** DOCUMENT SECTION **
Mental health is a journey that I am still trying to navigate and understand. It’s never easy to truly comprehend what might be wrong beneath the surface, but over time I have found ways to take care of myself and be gentle when confronting my inner turmoil. May is Mental Health Awareness Month and in lieu of that, I wanted to share a few tips I’ve learned along the way to take care of my mental health.
Your negative feelings are trying to tell you something.
I will never say that I am perfect because I am far from it. I have a tendency to pay attention to toxic people who do not serve a purpose in my life other than to fuel drama, and as a result I feel compelled to talk trash about them. It’s very unhealthy and something that I am trying to work on, however I have come to understand that when I say something mean, it’s a result of me feeling bad about something in my life. I’ve tried to tone down my negative feelings but pay close attention now when it happens and take time to reflect on why it does.
My meditation journey started about 2 years ago and it’s something I am trying very hard to practice every day. If I feel that I am in a bad headspace, I take a moment to sit still in my thoughts for 5 or 10 minutes. If you find that you have a hard time sitting still, I would recommend setting the right atmosphere to make your space relaxing, such as lighting a candle with a calming scent or using a diffuser with an essential oil of your choice. I recently bought crystals to elevate my meditation practice and cleanse negative energy. I usually meditate with clear quartz, amethyst, or selenite for protection and manifestation.

** WHAT THE TASK ASKS **
Reproduce the mental health post in full, word for word. These items come from a separate source.

** Stored data entries **
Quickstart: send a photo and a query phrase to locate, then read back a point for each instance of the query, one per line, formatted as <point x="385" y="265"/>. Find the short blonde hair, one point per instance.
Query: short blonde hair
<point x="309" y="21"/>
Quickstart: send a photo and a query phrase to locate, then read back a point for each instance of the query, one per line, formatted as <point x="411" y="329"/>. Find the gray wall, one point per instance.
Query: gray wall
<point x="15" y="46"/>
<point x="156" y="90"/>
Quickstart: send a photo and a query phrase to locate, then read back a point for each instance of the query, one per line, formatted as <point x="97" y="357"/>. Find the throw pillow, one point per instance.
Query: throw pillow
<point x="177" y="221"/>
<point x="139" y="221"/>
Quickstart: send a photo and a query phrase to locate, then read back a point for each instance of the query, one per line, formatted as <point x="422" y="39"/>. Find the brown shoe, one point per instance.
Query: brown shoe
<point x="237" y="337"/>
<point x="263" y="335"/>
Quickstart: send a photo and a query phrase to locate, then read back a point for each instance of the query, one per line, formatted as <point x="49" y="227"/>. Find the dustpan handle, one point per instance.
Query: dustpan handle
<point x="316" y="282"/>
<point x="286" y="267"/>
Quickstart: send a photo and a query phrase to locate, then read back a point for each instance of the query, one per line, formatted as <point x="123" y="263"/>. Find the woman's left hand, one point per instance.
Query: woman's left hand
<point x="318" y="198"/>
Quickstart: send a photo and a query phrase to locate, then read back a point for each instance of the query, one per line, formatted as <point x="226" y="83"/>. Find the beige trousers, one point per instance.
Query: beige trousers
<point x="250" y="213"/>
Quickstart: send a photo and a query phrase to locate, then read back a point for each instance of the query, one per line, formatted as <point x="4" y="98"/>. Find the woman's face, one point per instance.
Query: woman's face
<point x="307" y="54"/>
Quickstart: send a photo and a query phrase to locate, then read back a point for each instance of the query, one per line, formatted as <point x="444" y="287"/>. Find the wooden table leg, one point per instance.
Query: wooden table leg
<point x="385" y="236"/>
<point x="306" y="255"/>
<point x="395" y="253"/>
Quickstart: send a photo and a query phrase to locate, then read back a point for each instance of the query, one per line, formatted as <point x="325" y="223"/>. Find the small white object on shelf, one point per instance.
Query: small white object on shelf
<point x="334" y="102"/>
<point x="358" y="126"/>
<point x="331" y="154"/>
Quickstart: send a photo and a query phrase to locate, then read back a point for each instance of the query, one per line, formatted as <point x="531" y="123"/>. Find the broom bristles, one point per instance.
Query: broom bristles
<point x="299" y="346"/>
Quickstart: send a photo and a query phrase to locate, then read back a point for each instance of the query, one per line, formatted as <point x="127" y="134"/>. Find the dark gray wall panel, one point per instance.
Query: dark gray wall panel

** SOLUTION TO THIS PROBLEM **
Mental health is a journey that I am still trying to navigate and understand. It’s never easy to truly comprehend what might be wrong beneath the surface, but over time I have found ways to take care of myself and be gentle when confronting my inner turmoil. May is Mental Health Awareness Month and in lieu of that, I wanted to share a few tips I’ve learned along the way to take care of my mental health.
Your negative feelings are trying to tell you something.
I will never say that I am perfect because I am far from it. I have a tendency to pay attention to toxic people who do not serve a purpose in my life other than to fuel drama, and as a result I feel compelled to talk trash about them. It’s very unhealthy and something that I am trying to work on, however I have come to understand that when I say something mean, it’s a result of me feeling bad about something in my life. I’ve tried to tone down my negative feelings but pay close attention now when it happens and take time to reflect on why it does.
My meditation journey started about 2 years ago and it’s something I am trying very hard to practice every day. If I feel that I am in a bad headspace, I take a moment to sit still in my thoughts for 5 or 10 minutes. If you find that you have a hard time sitting still, I would recommend setting the right atmosphere to make your space relaxing, such as lighting a candle with a calming scent or using a diffuser with an essential oil of your choice. I recently bought crystals to elevate my meditation practice and cleanse negative energy. I usually meditate with clear quartz, amethyst, or selenite for protection and manifestation.